● **Set problem 1**: The essay on the last trump quotes 1Thessalonians 4:16. List the things the Lord descends from heaven with, according to that verse.
● **Set problem 2**: Count the lines of the entries below that contain the word "outstretched". Reply with the number alone.

● **Quoted passage**:
■ ■ ■ ■

In a moment, in the twinkling of an eye, at the last trump: for the trumpet shall sound, and the dead shall be raised incorruptible, and we shall be changed. (1Cor 15:52)

 

The question of what exactly is the last trump has puzzled many.  Some have concluded that it is the seventh trumpet spoken of in Revelation 8:2, 10:7 and 11:15.  Others believe that the last trump is the trumpet of Matthew 24:31. However, these explanations cannot be right for a number of reasons.

 

First, the last trump of 1Corinthians 15 plainly refers to the Rapture of the body of Christ.  If the last trump corresponds to the seventh trumpet of Revelation or the trumpet of Matthew 24:31, then the body of Christ must endure through the majority of the tribulation.  However, the body of Christ cannot be subject to the tribulation because God has not appointed the body of Christ to wrath.

 

For God hath not appointed us to wrath, but to obtain salvation by our Lord Jesus Christ,

Who died for us, that, whether we wake or sleep, we should live together with him.  (1Thess 5:9-10)

 

Second, since the body of Christ is a mystery hid from ages and generations (Col 1:25-27, Romans 16:25-26), its ultimate fulfillment cannot be found in the prophetic program that has been spoken of since the world began (Acts 3:20-21).  Moreover, Paul specifically says in the verse immediately prior to the discussion of the last trump that he is referring to a mystery (1Cor 15:51).  

 

Third, for those who believe in a literal interpretation of the scriptures, it cannot be ignored that a "trump" is not the same thing as a "trumpet."  The difference is not simply one of spelling but of meaning.  While the word "trump" can be a variant of trumpet, it can also be used in an archaic sense to refer to the blast of a trump (Compact Oxford English Dictionary).

 

It should not be overlooked that scripture uses the word "trump" only twice.  Both uses are in Paul's epistles (1Cor 15:52, 1Thess 4:16), and both contexts refer to the catching away of the body of Christ in the air, commonly called the Rapture.  Therefore, to understand how the word trump is used in 1Corinthians 15:52, a careful study of the parallel passage in 1Thessalonians 4 is helpful.

 

1Thessalonians 4:16 indicates that the Lord descends from heaven with a shout, with the voice of the archangel, and with the trump of God.

 

For the Lord himself shall descend from heaven with a shout, with the voice of the archangel, and with the trump of God: and the dead in Christ shall rise first:  (1Th 4:16)

 

When the Lord descends, he brings with him the deceased saints who were saved during the dispensation of grace.

 

For if we believe that Jesus died and rose again, even so them also which sleep in Jesus will God bring with him.  (1Th 4:14)

 

In 1Thessalonians 4, Paul divides the body of Christ into two categories: (1) saints who are deceased at the time of the Rapture and (2) saints who are alive and remain.  It is clear that the first category, those saints who are dead in Christ, shall rise before the second category, those saints who are alive on the earth at the time of the Rapture.

 

For the Lord himself shall descend from heaven with a shout, with the voice of the archangel, and with the trump of God: and the dead in Christ shall rise first:  (1Th 4:16)

 

After the dead in Christ are risen, then the saints who are alive are caught up together with the deceased saints in the clouds.

■ ■ ■ ■

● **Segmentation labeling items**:
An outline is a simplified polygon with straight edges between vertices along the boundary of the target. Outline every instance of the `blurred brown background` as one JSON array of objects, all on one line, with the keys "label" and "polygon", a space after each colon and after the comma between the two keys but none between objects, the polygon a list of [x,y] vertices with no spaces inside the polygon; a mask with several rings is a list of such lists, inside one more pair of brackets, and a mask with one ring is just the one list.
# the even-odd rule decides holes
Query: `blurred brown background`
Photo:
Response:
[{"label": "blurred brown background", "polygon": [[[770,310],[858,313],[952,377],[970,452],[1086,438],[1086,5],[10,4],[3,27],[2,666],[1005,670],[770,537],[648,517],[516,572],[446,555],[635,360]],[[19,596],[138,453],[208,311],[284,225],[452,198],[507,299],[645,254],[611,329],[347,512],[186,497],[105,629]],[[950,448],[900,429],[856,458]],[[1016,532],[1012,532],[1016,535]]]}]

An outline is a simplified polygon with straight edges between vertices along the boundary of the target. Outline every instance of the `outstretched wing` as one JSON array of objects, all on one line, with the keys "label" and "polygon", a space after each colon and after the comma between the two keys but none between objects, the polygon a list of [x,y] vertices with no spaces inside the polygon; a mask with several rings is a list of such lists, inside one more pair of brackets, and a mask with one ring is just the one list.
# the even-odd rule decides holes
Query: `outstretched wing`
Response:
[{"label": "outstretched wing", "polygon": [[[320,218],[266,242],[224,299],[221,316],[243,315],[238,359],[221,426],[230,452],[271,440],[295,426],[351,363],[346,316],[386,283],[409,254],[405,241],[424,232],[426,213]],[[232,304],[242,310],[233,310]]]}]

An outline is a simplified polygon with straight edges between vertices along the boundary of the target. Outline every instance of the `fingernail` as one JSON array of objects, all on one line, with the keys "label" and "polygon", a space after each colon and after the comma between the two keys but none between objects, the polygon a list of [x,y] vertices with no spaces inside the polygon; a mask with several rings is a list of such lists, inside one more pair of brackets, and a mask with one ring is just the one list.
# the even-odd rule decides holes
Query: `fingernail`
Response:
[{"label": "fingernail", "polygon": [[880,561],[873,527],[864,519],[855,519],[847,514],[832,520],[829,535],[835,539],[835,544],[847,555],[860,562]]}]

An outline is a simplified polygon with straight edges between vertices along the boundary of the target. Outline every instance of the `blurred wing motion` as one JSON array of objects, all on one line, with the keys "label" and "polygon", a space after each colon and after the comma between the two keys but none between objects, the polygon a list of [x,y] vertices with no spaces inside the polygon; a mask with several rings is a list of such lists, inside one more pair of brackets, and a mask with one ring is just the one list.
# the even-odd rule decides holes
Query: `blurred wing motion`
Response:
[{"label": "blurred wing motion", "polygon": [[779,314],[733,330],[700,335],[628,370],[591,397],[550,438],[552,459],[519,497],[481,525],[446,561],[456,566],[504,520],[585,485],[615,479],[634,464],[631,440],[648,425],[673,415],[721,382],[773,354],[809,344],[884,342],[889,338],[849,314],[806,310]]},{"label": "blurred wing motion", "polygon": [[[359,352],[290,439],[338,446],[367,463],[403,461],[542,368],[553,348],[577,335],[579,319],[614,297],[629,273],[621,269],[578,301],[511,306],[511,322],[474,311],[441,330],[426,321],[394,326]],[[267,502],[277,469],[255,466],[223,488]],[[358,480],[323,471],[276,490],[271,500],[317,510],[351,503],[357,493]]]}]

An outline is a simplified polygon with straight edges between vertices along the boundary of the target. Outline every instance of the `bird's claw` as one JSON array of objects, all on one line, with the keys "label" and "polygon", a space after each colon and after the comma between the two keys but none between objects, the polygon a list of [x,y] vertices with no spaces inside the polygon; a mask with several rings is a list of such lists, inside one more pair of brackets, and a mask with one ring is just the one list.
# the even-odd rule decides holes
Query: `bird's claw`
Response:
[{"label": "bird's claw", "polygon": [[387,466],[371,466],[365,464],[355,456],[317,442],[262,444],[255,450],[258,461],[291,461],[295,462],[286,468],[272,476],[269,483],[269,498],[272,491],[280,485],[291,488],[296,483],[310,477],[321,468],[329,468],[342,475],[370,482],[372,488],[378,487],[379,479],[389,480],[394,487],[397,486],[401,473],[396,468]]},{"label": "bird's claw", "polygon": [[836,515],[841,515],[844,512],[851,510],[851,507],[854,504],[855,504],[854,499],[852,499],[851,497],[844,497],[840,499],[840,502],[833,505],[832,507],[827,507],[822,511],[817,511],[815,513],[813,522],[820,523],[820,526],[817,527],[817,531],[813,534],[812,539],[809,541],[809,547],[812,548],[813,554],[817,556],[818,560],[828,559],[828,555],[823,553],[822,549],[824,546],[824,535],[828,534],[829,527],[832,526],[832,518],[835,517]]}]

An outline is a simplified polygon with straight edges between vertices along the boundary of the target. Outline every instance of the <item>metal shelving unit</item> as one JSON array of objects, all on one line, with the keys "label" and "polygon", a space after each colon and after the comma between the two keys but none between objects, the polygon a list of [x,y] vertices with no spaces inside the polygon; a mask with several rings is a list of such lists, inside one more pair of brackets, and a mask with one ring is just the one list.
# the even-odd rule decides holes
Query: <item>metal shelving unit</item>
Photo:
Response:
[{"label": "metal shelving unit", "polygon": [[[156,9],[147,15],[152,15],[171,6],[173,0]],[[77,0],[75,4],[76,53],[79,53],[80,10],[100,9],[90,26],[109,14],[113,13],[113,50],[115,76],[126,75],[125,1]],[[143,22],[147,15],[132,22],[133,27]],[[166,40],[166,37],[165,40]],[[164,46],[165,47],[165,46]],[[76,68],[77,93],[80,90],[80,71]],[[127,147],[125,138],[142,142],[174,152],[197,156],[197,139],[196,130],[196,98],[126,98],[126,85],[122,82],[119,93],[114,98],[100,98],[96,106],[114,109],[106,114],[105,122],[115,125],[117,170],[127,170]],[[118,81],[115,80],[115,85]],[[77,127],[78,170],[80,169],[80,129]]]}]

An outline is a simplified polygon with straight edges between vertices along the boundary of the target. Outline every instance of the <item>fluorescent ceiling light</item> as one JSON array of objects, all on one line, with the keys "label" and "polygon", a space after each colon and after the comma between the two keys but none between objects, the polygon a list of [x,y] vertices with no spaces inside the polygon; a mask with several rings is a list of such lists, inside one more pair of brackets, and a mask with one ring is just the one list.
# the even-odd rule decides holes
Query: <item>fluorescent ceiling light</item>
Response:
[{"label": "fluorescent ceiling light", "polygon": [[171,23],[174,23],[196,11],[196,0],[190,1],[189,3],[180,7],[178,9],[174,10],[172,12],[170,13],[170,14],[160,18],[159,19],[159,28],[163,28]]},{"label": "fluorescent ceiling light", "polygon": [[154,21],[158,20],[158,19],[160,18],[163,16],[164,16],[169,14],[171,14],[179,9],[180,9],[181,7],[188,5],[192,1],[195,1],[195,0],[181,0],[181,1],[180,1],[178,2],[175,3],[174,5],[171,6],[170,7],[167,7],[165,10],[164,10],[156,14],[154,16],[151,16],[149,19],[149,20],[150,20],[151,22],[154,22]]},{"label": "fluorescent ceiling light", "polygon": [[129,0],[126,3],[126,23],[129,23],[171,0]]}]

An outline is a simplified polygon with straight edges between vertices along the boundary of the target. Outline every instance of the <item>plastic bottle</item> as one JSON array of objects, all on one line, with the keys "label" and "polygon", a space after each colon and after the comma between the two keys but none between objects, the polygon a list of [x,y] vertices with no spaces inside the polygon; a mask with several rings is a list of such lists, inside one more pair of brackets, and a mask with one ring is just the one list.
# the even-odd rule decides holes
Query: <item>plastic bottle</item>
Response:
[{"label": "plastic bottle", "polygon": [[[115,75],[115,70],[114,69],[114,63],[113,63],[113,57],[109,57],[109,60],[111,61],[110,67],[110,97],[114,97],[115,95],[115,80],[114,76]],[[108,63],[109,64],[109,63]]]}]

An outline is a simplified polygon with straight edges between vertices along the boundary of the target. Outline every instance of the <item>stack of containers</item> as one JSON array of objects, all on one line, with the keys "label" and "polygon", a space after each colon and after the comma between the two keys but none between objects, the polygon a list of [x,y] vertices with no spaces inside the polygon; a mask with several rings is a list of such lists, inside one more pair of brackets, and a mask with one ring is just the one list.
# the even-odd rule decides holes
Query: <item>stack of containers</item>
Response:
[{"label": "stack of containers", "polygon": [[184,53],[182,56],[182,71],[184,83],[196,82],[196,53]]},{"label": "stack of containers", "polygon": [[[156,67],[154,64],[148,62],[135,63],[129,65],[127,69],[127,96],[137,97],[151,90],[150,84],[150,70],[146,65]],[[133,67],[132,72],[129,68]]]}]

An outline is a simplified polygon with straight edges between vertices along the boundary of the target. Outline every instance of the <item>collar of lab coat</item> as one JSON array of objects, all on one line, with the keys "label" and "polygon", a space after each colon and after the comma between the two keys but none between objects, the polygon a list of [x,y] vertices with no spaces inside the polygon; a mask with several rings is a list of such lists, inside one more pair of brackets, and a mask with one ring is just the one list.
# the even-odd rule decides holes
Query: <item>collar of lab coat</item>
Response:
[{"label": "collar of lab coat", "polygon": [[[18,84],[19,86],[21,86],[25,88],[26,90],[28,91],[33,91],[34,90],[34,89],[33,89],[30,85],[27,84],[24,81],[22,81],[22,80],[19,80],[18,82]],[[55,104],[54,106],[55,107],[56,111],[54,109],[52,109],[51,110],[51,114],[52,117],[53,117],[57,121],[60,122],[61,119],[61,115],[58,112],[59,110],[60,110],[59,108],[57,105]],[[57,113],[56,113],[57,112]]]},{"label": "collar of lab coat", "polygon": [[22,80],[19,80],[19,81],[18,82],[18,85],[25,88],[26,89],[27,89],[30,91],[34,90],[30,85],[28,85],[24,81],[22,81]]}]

■ ■ ■ ■

● **Full response 1**:
a shout
the voice of the archangel
the trump of God

● **Full response 2**: 3